Training Considerations for Law Enforcement

by Tyler Perkins | December 21, 2021

lifter at the bottom of a squat

Due to the paramilitary nature of law enforcement, it is no surprise that the same training pitfalls the military continues to perpetuate (Read military related articles here) have crept into these organizations as well. Starting at the bottom, from every criminal justice academy to local law enforcement and all the way up to specialized and “elite” agencies, the training emphasis is that of running, pushups, and situps. If an academy recruit is extremely lucky, they might find themselves doing some form of a HIIT workout or throwing around some kettlebells and many actively employed Law Enforcement Officers (LEO), find themselves continuing to do similar activities or looking for a WOD to perform.

I have had the bizarre misfortune of having an entirely out of touch “personal trainer” hired by the criminal justice academy I attended, have us do planks on our bare elbows in a gravel pit because, as she put it, “You never know when you’ll be fighting someone in gravel!” I couldn’t help but wonder if at our next session, she would be hardening us up for a plank fight on used hypodermic needles or, if she was going to throw in a condom or some broken bottles for realism. This same expert also insisted that every time you eat a cheeseburger, you experience mild cardiac arrest. While I admit that my experience may have been particularly ridiculous, I know I can’t be the only one to have been subjected to this extremely misguided training regimen, or something similarly useless.

The reality is that the days of the COPS television show where a LEO chases a person down a road, over a fence, through a sewer drain and finally, assumes a plank position on a bed of gravel are largely over. These days (at least in my experience) a lone LEO running after someone through a dark alley is mostly discouraged for both safety and practical reasons.

So, if the days of running after perps are over, how should the modern-day LEO train? Well, if you want apprehending and detaining an individual to be less of a struggle, dragging or carrying an injured or incapacitated person to be faster and less of a problem, breaking down a door to be quick and efficient, if you would like to be a stable human wall during riot control and if you want the most efficacious way of simply combating hours of sitting; then you need to be strong – and you get that way by strength training.

### Entries provided
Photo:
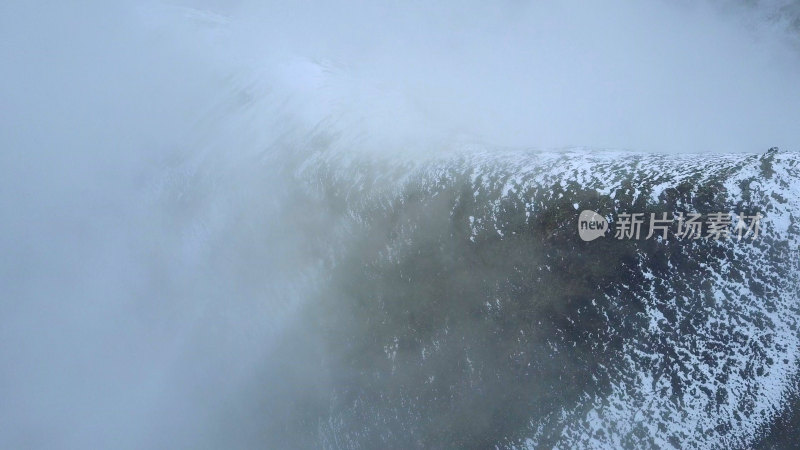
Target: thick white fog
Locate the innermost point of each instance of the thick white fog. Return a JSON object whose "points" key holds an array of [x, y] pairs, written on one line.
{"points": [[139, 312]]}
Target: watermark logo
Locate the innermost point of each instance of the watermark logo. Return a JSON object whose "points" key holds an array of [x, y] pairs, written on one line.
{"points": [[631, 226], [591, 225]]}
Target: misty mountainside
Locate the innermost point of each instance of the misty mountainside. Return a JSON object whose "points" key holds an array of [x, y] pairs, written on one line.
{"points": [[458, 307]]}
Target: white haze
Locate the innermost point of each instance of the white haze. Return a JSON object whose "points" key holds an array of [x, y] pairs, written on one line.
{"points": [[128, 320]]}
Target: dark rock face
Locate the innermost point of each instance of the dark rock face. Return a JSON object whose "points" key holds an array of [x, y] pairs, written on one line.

### Tasks
• 1. Rewrite the passage of the article on law enforcement training that runs from "I have had the" to "something similarly useless.", putting "sand" in place of "gravel".
• 2. According to the article on law enforcement training, which activities does training emphasize from the academy level on up?
• 3. Write the next part of the article on law enforcement training, picking up after its final sentence.

### Responses for each task
• 1.
I have had the bizarre misfortune of having an entirely out of touch “personal trainer” hired by the criminal justice academy I attended, have us do planks on our bare elbows in a sand pit because, as she put it, “You never know when you’ll be fighting someone in sand!” I couldn’t help but wonder if at our next session, she would be hardening us up for a plank fight on used hypodermic needles or, if she was going to throw in a condom or some broken bottles for realism. This same expert also insisted that every time you eat a cheeseburger, you experience mild cardiac arrest. While I admit that my experience may have been particularly ridiculous, I know I can’t be the only one to have been subjected to this extremely misguided training regimen, or something similarly useless.

• 2. Running, pushups, and situps.

• 3.
On the rare occasion a LEO finds themselves running after somebody, or over to something, this event will almost assuredly be a shorter sprinting event, not a lengthy endurance evolution. Luckily, the LEO participating in a strength training program will find that increasing a minimal or nonexistent squat and deadlift will not only increase strength, but it also makes you faster as well. Win/win.

Aside from being physically more capable of completing a LEO's daily occupational duties, the presence of a big, huge, uniformed gorilla commands a certain amount of respect when he enters a room. It's specifically useful in circumstances such as walking into a stranger’s house full of intoxicated adults engaged in some violent altercation and demanding that – like children – they go to their rooms, which is at least 50% of police work. It is my personal observation that the bigger and stronger the LEO is, the less physical combat they will engage in. When my walrus-mustachioed Sergeant (who had a 500lb bench press) grabbed a person by the arm, there was generally no argument and the person happily complied. Conversely, my experience was that smaller or physically unimpressive men and women seem to get into scraps far more regularly. And because going home unscathed should be the name of the game, if getting big and strong utilizing a strength training program helps to facilitate this outcome, the choice makes itself.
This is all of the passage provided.